*提示された抜粋*.

%%

一実施形態では、遠位端は、標的組織内の所望の方向に遠位端の遠位開口部を指向するために、カテーテルの長手方向軸を中心として回動可能である。
【0006】
一実施形態では、穿刺具が標的組織を穿刺する際に、カテーテルの遠位端は穿刺具に従って標的組織に入る。
一実施形態では、装置は、カテーテルの外側に沿って長手方向に摺動可能な電気手術シースをさらに含み、電気手術シースは、標的組織において穿刺具によって形成されたアクセス孔を拡張するための電気手術先端部を有する。
【0007】
一実施形態では、穿刺具がカテーテルの遠位端内に延伸したとき、カテーテルの遠位端は直線状にされる。
一実施形態では、電極はカテーテルの遠位端に形成される。
【0008】
一実施形態では、カテーテルの遠位端とハンドルの遠位端との間のカテーテルの近位部は、非導電性材料から形成されており、電極をハンドルに接続する導線をさらに含む。
一実施形態では、装置は、穿刺具の遠位端に形成された電極をさらに含む。
【0009】
一実施形態では、電極は、穿刺具の遠位端に形成される。
一実施形態では、装置は、電極の近位端から穿刺具の近位端まで穿刺具に沿って延びる絶縁層をさらに含む。
【0010】
一実施形態では、ハンドルは、長さ調整部と、鋭利部ハブと、穿刺具とカテーテルとを装置のシースから外方に遠位方向に進める穿刺アクチュエータと、カテーテル上で遠位方向にシースを進めて、シース上に形成された電極を用いて標的組織にエネルギーを付与するために、穿刺アクチュエータ上に摺動可能に取り付けられた電気手術スレッドと、穿刺アクチュエータロックと、カテーテルに対して所望の位置にシースの位置をロックするための電気手術スレッドロックと、電気エネルギー源に接続するように構成された、電気手術スレッド上の第1のジェネレータ接続部と、をさらに含む。

%%

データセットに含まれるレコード
%%

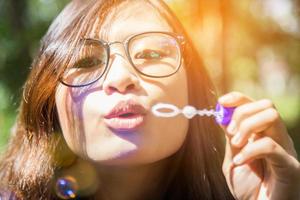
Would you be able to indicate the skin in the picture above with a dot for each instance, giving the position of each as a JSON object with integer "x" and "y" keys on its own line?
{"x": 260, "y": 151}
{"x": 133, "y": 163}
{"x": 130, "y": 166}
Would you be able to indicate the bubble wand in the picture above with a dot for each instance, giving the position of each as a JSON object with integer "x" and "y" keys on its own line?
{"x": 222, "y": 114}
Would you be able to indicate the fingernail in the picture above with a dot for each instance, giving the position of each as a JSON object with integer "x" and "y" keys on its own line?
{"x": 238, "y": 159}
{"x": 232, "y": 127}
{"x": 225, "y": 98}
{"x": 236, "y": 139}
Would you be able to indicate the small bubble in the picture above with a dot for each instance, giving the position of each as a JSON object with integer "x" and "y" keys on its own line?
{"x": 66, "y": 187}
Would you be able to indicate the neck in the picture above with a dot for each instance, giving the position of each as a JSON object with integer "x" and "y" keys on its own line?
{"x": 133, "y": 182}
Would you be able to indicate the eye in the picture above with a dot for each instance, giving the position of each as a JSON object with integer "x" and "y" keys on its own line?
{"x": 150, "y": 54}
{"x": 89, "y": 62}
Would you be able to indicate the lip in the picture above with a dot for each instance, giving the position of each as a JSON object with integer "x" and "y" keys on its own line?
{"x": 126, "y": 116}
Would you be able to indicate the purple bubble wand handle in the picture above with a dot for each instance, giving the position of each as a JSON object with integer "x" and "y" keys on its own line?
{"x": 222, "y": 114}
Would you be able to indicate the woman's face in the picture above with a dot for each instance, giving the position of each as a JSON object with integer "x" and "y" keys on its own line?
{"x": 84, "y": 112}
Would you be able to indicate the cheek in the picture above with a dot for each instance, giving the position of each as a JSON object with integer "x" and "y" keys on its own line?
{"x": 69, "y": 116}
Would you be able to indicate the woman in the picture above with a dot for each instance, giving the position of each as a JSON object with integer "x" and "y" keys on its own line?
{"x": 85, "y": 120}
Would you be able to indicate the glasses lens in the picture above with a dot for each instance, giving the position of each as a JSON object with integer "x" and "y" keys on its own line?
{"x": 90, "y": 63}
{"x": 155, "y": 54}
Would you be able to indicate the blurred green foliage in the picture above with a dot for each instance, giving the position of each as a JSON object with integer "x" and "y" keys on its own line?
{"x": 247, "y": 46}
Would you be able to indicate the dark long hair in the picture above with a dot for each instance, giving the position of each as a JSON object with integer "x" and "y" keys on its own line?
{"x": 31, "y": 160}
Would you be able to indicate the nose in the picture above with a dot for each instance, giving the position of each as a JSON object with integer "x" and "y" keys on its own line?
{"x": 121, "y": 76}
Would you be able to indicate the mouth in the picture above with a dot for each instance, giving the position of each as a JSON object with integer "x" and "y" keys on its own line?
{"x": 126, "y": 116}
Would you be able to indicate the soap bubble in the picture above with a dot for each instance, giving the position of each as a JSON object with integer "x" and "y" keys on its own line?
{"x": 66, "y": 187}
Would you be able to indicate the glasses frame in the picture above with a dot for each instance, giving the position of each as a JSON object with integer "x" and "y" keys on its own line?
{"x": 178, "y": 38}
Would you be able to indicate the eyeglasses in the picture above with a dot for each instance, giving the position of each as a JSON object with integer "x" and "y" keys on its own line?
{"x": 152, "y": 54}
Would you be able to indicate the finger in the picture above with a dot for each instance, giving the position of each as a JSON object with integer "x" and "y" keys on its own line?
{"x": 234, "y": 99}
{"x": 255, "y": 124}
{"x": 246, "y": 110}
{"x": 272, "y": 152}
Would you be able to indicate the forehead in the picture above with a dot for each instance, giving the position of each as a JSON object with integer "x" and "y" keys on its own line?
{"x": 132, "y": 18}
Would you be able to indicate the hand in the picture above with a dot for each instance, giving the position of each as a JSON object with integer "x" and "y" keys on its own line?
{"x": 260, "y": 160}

%%
%%

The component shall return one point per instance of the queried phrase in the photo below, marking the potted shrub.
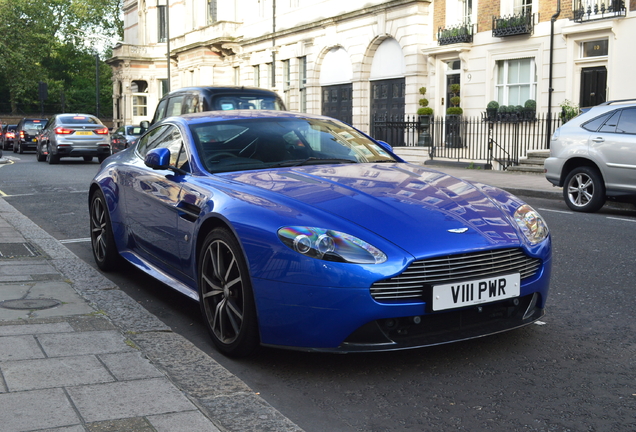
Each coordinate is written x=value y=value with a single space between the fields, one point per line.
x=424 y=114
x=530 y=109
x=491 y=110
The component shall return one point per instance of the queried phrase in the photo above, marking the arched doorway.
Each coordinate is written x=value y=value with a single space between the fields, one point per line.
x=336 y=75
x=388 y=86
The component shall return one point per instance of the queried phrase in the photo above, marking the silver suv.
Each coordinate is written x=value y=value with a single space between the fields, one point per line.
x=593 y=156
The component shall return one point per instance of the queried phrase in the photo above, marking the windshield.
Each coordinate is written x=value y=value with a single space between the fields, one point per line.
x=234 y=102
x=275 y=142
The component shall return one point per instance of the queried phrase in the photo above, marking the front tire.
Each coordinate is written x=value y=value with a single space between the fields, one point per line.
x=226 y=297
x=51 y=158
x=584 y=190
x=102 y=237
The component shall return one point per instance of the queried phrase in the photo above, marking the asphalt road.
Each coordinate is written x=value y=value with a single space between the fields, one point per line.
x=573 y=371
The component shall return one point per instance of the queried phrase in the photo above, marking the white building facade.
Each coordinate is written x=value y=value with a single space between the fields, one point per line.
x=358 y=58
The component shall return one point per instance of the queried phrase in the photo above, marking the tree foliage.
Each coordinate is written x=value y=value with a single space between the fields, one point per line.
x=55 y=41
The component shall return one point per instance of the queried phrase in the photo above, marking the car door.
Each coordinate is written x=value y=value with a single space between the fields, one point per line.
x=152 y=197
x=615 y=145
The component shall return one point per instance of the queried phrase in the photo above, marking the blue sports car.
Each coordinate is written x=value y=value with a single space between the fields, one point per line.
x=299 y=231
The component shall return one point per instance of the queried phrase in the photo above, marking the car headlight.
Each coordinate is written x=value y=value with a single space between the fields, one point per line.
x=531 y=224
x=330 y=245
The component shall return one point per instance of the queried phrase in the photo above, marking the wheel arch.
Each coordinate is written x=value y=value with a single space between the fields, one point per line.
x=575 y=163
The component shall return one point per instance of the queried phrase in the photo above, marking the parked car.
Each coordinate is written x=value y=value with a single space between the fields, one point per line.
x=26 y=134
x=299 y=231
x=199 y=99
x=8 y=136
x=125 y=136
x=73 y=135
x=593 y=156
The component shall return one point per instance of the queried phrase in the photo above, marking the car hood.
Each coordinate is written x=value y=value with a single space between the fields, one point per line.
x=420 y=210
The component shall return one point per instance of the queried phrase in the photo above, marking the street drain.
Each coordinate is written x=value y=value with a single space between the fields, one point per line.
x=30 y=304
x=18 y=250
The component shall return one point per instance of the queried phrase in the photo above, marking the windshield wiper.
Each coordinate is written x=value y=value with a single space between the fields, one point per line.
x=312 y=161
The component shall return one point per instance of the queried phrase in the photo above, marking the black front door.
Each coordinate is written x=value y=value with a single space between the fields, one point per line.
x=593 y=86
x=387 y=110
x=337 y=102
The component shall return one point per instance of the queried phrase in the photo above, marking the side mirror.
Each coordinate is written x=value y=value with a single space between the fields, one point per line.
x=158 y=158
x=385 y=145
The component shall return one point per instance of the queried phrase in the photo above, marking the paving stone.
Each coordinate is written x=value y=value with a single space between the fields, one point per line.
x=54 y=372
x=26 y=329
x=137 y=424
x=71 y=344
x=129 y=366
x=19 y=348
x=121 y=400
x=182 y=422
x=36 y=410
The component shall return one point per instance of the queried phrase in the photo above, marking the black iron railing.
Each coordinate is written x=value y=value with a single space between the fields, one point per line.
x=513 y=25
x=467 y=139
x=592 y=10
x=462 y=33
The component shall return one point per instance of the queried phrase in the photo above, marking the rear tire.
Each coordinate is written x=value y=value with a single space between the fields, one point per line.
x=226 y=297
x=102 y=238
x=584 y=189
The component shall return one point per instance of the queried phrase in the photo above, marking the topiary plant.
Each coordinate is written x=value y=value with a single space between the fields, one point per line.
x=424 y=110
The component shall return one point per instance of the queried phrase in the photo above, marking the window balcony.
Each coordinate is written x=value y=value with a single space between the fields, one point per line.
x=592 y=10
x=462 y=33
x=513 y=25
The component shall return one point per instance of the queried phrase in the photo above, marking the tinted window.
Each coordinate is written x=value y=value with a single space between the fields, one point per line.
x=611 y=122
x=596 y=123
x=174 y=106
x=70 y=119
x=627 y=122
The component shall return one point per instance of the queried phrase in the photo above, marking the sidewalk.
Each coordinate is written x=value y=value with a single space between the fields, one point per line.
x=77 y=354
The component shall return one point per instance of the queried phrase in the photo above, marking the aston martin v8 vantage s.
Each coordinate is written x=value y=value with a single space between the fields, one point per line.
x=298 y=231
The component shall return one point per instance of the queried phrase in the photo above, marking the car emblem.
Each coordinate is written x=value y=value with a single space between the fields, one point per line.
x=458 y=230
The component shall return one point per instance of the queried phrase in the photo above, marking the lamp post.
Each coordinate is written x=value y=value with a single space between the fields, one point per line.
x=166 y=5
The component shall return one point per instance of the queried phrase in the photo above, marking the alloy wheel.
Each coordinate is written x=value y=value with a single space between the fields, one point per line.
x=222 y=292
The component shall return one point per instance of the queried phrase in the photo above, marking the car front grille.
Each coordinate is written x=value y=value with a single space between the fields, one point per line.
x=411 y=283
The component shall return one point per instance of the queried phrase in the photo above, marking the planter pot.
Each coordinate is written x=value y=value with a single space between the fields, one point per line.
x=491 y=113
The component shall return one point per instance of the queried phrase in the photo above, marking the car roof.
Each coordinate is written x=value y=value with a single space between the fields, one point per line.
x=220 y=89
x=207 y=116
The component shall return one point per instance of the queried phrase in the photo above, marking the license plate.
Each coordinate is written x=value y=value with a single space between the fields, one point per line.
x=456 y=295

%%

*課題の指示*. 抜粋の「一実施形態では、装置は、カテ」から「一実施形態では、装置は、穿刺具の遠位端に形成された電極をさらに含む。」までを、一字も変えずに書き出してください。

*課題の解答*.
一実施形態では、装置は、カテーテルの外側に沿って長手方向に摺動可能な電気手術シースをさらに含み、電気手術シースは、標的組織において穿刺具によって形成されたアクセス孔を拡張するための電気手術先端部を有する。
【0007】
一実施形態では、穿刺具がカテーテルの遠位端内に延伸したとき、カテーテルの遠位端は直線状にされる。
一実施形態では、電極はカテーテルの遠位端に形成される。
【0008】
一実施形態では、カテーテルの遠位端とハンドルの遠位端との間のカテーテルの近位部は、非導電性材料から形成されており、電極をハンドルに接続する導線をさらに含む。
一実施形態では、装置は、穿刺具の遠位端に形成された電極をさらに含む。